What is required: Please count the lines in the records that contain the string "jacket" and reply with that number alone.

Data entries:
_ _ _ _

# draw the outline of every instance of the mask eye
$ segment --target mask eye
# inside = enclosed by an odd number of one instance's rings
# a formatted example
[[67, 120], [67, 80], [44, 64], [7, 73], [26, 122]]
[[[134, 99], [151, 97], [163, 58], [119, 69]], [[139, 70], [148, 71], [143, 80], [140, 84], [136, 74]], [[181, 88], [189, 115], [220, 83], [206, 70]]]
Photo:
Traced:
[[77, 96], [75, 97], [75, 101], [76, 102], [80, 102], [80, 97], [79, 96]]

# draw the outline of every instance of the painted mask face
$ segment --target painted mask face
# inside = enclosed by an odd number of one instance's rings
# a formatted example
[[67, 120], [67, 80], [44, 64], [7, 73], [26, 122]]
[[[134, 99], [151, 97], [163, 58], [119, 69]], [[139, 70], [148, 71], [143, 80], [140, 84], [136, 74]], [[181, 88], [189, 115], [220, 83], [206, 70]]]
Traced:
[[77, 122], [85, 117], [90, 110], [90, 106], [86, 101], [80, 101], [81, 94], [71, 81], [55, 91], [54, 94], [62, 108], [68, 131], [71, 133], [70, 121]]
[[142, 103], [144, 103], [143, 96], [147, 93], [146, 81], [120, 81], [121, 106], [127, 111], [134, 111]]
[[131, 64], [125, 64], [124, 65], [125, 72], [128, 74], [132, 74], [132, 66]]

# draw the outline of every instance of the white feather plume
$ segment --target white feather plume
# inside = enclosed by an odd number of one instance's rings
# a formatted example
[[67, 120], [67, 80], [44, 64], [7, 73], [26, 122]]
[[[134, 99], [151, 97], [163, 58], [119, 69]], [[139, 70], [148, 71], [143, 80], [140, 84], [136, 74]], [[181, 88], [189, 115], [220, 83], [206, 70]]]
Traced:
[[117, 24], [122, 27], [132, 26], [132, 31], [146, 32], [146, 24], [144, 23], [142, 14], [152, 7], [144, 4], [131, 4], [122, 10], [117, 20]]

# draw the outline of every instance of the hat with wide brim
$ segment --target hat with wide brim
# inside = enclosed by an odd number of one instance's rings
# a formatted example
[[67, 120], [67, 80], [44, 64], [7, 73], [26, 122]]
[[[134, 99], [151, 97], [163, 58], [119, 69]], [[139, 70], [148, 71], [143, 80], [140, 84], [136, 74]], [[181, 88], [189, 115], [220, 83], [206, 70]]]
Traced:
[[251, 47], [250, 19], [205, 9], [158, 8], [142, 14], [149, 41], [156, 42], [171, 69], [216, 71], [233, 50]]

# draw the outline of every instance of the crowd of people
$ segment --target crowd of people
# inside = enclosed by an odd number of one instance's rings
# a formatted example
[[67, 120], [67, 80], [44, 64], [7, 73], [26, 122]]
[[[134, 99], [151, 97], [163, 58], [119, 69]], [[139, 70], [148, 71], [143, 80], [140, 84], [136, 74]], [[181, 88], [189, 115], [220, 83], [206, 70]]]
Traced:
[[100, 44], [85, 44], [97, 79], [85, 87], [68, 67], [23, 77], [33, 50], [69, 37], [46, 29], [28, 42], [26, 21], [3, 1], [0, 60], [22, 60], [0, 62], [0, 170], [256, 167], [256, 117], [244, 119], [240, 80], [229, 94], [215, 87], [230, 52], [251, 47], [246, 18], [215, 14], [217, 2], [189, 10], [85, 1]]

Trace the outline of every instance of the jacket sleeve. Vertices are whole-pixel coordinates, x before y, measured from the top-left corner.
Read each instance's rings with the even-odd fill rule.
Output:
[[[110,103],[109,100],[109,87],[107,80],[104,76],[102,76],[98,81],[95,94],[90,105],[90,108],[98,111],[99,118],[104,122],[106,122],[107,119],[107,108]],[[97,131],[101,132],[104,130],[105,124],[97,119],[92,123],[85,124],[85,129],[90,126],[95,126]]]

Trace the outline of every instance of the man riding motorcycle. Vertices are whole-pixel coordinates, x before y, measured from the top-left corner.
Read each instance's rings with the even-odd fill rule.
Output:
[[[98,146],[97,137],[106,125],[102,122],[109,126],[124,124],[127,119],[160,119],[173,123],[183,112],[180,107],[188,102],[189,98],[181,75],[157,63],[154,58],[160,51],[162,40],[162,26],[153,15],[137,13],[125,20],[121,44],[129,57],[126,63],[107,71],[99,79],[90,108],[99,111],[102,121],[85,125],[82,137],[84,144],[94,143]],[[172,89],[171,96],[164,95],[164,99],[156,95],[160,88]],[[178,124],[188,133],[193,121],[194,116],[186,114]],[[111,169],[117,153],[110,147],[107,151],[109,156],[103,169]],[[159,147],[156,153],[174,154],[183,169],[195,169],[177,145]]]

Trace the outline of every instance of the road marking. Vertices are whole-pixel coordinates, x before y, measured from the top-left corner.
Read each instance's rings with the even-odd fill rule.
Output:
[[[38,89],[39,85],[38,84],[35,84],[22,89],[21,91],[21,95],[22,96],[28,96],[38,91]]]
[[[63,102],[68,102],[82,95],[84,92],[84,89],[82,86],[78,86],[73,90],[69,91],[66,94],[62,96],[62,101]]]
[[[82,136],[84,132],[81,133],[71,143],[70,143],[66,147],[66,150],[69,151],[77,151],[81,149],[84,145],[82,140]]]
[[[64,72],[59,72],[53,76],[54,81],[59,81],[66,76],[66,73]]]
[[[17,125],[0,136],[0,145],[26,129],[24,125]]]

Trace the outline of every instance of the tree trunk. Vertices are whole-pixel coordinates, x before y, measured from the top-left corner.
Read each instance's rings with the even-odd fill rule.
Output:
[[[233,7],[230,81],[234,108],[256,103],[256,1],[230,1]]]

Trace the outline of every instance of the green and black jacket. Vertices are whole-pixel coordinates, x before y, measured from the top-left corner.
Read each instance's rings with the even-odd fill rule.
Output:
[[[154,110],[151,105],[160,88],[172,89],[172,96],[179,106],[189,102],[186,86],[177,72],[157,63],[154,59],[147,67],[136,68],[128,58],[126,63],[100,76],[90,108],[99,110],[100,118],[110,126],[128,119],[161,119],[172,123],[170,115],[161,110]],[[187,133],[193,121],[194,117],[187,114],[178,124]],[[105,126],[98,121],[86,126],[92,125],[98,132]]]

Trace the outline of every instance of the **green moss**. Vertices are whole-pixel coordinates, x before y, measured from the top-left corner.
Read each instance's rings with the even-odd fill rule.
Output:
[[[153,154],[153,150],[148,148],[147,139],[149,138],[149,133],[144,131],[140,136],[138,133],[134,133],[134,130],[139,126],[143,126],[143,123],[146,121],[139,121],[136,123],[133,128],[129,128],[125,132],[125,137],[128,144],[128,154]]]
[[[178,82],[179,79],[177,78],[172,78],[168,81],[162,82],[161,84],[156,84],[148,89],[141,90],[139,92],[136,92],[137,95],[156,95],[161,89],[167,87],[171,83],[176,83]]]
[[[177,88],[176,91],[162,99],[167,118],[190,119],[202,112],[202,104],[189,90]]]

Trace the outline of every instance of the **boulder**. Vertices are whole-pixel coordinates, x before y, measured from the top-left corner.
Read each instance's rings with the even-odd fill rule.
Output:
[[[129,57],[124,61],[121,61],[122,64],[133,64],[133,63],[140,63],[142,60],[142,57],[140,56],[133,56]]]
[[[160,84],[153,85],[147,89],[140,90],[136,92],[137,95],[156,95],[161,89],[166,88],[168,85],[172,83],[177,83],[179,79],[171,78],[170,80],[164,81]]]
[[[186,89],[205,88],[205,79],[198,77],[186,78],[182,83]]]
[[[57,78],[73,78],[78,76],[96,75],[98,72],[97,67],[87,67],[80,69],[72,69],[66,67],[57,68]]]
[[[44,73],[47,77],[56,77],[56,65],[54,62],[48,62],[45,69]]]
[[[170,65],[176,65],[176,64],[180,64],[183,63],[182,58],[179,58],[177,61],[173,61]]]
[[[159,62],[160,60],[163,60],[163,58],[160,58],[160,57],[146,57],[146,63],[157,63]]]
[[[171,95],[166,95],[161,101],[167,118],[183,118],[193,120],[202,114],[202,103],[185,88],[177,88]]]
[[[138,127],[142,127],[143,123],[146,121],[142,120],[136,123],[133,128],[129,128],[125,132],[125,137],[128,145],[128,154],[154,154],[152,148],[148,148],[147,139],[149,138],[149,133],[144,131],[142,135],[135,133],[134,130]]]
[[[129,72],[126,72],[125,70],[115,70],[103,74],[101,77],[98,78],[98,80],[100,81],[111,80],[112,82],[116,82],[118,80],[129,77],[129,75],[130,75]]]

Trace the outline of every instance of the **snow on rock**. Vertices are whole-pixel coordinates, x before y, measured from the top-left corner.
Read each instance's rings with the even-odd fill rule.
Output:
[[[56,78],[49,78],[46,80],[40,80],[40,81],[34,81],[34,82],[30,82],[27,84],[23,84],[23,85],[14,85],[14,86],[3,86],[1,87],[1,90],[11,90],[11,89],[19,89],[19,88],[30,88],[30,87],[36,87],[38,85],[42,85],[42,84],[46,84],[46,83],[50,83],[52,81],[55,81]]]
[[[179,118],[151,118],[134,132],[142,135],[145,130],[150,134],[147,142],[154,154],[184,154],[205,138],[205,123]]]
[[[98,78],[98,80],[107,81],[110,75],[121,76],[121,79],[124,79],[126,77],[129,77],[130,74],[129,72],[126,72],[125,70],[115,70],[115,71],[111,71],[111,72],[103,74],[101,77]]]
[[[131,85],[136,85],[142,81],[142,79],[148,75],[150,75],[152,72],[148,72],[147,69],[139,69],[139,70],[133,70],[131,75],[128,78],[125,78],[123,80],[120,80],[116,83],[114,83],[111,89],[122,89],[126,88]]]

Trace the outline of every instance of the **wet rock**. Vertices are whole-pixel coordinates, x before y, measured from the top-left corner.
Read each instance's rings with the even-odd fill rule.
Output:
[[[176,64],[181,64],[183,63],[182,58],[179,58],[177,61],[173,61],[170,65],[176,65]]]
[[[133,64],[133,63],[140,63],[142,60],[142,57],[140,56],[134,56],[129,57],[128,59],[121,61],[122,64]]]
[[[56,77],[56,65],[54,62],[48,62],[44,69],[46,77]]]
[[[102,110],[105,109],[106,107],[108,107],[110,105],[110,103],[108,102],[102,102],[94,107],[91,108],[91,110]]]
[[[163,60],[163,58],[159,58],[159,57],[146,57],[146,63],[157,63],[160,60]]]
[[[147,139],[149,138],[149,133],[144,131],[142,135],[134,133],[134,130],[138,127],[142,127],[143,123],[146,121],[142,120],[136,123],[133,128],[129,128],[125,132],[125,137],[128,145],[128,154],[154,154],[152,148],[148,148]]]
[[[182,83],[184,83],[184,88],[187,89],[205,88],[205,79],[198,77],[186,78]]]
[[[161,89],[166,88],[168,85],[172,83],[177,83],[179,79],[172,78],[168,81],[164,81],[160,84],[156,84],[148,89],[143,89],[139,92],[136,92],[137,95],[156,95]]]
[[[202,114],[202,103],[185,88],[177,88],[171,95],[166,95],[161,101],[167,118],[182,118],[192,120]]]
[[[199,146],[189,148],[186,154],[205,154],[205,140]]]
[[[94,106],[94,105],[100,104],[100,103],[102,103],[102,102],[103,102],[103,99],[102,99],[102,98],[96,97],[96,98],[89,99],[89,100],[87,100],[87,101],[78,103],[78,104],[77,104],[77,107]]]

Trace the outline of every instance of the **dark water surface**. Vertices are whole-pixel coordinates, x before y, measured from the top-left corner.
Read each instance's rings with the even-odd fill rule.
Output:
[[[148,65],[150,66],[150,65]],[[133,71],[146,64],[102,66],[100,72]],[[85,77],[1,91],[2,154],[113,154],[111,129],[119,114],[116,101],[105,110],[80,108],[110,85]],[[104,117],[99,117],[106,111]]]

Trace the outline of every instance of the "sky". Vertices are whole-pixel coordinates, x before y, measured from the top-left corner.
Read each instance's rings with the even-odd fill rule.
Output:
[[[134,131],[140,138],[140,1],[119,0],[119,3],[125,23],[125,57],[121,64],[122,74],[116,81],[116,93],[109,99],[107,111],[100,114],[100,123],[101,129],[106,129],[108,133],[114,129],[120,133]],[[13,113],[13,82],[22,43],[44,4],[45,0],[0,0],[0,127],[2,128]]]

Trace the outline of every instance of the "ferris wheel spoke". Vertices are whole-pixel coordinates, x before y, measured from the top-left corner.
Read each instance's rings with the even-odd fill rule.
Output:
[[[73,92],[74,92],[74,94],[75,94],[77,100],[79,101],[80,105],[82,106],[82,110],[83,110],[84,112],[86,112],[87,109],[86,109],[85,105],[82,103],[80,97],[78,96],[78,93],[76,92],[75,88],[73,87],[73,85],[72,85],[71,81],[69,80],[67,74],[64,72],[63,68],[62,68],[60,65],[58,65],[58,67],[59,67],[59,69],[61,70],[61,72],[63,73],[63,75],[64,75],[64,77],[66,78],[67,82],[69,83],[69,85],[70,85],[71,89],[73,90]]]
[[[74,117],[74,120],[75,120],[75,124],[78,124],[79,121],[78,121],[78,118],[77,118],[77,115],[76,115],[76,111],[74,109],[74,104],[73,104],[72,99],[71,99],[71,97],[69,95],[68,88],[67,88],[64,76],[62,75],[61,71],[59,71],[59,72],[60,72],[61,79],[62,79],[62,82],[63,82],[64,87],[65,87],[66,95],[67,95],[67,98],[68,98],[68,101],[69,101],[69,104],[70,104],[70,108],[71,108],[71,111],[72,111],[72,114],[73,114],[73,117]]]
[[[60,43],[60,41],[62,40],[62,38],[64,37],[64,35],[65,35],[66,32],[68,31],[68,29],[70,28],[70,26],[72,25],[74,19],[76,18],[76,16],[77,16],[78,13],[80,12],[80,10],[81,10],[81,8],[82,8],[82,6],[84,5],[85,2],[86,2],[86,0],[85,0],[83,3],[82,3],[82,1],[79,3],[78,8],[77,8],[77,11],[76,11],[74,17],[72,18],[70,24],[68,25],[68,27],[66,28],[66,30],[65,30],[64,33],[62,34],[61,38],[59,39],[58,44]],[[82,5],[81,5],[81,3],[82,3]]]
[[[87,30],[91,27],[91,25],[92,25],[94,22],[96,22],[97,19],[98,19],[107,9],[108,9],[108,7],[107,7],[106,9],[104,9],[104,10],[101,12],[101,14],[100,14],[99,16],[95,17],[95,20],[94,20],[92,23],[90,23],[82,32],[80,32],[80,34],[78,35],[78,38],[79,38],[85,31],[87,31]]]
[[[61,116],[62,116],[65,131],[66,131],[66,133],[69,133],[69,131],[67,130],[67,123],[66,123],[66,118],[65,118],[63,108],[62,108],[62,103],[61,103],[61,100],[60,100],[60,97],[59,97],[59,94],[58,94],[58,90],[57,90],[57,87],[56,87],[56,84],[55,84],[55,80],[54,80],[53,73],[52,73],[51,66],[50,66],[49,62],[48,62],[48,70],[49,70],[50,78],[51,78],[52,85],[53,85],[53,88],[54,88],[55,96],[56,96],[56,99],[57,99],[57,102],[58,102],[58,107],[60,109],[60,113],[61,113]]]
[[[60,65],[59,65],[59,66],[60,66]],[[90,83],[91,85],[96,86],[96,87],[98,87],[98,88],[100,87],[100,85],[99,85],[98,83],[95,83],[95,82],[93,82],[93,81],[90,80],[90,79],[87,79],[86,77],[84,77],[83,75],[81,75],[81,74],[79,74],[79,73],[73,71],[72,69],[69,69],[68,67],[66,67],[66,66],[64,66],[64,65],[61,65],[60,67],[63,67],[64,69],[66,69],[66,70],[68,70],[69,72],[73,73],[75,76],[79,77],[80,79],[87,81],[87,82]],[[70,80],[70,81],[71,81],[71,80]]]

_ _ _ _

Correct answer: 2